• _REQUIRED WORK_
From the data below, return every line that contains the word "tree". Case counts.
↓↓↓
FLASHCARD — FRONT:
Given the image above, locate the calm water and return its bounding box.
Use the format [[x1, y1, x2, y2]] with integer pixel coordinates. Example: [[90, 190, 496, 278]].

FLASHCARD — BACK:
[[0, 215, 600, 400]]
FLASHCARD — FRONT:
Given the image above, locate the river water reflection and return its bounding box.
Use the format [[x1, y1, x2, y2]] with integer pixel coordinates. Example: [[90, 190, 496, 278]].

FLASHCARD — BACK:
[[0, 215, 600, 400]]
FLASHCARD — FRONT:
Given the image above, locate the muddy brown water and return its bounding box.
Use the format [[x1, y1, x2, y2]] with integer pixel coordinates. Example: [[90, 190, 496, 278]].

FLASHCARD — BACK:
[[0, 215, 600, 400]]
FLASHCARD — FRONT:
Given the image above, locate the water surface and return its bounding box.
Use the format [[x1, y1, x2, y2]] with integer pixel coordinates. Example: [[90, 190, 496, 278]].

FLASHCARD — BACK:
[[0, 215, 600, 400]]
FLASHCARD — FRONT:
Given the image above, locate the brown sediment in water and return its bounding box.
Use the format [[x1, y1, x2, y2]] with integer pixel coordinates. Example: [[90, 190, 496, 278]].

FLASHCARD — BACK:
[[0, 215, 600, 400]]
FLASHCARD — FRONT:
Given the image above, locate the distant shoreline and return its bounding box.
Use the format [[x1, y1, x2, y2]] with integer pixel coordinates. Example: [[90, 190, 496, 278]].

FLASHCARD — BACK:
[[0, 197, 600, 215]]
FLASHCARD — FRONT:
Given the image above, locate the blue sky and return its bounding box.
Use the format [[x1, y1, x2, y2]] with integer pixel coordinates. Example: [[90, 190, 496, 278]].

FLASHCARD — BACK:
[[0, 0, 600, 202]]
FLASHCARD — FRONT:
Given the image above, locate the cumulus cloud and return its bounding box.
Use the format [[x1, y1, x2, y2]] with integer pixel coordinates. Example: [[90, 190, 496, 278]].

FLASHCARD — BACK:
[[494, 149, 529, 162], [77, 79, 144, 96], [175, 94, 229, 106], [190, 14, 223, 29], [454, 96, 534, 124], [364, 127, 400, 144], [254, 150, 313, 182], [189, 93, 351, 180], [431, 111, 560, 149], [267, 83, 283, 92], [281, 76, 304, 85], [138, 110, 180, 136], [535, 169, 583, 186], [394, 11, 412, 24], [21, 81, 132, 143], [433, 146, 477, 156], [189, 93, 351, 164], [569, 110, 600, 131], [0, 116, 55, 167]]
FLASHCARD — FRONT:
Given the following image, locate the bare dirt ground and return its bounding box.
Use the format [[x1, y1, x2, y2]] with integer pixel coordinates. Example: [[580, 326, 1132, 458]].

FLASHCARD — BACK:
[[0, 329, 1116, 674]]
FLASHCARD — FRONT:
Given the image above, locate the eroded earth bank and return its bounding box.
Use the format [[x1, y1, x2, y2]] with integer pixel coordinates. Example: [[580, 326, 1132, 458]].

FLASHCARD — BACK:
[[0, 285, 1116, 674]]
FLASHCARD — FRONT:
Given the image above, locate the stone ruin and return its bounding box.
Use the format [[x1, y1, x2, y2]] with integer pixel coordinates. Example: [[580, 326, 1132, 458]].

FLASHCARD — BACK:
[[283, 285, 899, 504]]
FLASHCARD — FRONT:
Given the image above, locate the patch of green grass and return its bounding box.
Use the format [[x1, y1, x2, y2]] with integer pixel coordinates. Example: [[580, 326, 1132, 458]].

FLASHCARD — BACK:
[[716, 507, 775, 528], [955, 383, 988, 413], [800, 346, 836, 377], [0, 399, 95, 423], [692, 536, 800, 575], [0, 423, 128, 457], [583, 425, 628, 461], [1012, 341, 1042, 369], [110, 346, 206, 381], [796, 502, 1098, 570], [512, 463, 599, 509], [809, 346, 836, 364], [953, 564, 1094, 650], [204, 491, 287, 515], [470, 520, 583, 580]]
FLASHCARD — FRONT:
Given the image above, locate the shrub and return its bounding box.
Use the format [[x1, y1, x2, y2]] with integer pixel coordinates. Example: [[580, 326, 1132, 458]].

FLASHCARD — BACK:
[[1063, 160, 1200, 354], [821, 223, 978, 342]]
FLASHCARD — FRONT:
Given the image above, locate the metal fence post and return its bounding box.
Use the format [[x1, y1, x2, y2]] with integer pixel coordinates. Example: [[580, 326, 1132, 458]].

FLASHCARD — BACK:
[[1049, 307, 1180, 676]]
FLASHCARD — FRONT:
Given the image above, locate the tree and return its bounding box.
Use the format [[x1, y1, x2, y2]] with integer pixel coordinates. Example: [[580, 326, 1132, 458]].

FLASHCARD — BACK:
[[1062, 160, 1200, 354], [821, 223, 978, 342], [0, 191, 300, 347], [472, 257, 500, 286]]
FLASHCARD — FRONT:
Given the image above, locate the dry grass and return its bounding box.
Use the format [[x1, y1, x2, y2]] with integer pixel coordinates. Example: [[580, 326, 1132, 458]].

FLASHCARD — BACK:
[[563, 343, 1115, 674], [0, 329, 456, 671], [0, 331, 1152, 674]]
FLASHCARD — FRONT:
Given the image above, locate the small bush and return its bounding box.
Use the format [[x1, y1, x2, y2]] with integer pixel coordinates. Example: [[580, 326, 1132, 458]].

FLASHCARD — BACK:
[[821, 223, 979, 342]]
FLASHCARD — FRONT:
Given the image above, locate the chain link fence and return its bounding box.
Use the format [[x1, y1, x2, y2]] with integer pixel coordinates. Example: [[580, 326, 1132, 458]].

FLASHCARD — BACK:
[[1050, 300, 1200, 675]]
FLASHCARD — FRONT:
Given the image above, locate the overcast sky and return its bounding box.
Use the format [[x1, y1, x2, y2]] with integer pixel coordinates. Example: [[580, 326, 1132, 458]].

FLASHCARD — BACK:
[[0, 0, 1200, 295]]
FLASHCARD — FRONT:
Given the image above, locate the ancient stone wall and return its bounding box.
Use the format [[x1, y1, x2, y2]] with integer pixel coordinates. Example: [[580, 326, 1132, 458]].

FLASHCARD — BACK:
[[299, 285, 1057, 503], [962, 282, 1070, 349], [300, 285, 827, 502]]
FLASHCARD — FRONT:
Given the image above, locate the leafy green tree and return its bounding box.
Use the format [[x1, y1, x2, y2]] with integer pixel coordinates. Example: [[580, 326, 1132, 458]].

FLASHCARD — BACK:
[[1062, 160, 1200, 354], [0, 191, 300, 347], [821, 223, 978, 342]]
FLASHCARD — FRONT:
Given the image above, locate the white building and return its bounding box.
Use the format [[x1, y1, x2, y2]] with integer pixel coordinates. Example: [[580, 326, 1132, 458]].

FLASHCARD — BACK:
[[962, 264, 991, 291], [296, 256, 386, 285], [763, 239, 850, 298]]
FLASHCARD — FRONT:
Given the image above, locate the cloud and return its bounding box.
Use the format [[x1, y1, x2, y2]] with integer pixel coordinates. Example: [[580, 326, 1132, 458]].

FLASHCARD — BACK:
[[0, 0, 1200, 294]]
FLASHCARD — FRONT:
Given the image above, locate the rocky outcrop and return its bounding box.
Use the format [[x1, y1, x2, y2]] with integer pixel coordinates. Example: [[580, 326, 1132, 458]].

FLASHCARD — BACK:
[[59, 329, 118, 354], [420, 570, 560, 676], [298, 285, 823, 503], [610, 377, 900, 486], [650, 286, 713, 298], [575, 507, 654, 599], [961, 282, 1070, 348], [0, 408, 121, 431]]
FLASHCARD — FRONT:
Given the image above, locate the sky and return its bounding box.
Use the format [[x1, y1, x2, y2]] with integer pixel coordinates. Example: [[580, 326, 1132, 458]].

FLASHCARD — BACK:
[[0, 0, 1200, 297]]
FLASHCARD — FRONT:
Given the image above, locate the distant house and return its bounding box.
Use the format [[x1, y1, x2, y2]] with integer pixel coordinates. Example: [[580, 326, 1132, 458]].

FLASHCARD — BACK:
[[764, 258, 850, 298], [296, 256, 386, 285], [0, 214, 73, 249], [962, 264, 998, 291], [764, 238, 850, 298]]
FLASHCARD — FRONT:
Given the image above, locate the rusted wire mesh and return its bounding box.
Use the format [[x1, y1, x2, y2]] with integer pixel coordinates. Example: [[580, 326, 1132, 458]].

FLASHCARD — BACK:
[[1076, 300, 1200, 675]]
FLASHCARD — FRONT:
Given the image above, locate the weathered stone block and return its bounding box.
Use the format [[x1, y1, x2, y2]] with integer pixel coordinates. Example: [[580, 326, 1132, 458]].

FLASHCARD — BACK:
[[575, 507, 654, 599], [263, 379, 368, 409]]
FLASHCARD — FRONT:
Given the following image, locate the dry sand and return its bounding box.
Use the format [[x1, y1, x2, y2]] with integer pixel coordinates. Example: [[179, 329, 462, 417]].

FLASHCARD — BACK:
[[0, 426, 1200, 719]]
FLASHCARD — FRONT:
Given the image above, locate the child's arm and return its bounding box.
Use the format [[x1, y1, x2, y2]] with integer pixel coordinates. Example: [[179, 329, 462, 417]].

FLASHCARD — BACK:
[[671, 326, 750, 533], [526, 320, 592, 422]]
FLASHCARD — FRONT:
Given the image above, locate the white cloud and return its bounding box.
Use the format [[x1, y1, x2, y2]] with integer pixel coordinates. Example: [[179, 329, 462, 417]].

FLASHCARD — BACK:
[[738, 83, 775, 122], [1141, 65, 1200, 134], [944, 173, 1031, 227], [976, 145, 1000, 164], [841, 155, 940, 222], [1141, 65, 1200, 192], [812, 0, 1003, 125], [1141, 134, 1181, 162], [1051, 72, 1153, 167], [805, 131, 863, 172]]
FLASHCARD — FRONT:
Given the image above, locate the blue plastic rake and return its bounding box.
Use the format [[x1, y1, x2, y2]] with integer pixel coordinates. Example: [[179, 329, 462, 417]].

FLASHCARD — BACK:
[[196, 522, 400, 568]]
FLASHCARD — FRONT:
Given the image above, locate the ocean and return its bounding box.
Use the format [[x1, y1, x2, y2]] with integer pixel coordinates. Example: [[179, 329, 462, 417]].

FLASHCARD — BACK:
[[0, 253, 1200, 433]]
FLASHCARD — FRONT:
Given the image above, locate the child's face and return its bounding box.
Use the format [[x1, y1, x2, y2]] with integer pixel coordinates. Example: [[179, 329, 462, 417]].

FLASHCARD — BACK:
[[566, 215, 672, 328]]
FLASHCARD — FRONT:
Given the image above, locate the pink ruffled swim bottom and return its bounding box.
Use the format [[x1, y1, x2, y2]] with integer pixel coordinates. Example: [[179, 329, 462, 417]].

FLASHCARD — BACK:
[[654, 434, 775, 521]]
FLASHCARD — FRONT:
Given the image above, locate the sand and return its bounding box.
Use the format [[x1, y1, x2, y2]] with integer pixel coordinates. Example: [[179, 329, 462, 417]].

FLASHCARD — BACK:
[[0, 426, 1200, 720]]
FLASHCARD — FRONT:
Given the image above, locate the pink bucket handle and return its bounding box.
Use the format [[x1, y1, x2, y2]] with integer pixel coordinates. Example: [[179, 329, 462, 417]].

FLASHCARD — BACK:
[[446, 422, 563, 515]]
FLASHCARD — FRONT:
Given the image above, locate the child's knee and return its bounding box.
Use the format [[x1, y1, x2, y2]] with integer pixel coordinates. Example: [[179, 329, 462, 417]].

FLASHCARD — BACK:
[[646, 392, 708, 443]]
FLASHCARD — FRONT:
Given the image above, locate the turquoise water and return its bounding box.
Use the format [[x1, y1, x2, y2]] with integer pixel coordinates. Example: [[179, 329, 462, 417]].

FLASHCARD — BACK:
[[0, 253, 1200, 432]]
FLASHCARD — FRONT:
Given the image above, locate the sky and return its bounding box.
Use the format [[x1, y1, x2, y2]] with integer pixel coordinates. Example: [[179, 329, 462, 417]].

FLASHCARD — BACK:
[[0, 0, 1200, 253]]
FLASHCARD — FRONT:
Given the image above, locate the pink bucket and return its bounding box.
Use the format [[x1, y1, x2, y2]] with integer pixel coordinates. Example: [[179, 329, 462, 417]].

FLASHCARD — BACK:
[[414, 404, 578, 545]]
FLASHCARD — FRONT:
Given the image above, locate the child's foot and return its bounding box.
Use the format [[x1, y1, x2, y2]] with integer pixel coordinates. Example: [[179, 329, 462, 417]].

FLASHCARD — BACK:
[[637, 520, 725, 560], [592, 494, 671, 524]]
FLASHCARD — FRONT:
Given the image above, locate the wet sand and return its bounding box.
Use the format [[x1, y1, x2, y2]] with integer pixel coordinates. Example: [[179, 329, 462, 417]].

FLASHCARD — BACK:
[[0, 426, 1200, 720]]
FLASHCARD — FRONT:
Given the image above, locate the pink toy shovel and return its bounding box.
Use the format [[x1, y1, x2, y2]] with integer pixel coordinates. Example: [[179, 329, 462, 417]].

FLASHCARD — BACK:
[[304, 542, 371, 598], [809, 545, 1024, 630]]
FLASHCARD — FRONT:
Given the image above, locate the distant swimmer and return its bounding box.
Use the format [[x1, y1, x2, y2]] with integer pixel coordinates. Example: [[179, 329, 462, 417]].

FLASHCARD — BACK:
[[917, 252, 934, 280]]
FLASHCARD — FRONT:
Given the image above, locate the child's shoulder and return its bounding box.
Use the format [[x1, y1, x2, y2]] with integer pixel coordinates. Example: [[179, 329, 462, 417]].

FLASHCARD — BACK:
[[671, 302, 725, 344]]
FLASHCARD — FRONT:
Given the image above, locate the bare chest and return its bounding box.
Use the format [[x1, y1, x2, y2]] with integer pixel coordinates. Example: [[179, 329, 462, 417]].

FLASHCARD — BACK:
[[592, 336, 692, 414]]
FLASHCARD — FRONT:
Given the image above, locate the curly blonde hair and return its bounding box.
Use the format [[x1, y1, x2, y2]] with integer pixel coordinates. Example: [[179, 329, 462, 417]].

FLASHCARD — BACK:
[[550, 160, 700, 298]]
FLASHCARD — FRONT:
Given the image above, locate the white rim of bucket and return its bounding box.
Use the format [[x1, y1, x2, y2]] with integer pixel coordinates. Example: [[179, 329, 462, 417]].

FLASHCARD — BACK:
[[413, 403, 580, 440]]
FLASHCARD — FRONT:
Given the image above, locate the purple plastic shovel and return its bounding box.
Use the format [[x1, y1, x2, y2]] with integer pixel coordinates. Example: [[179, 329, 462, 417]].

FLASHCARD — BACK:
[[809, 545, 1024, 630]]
↑↑↑
• _SOLVED PROBLEM_
Given the image above, locate the tree and return its bounding box.
Given the image above, locate the leafy green tree and return its bounding box.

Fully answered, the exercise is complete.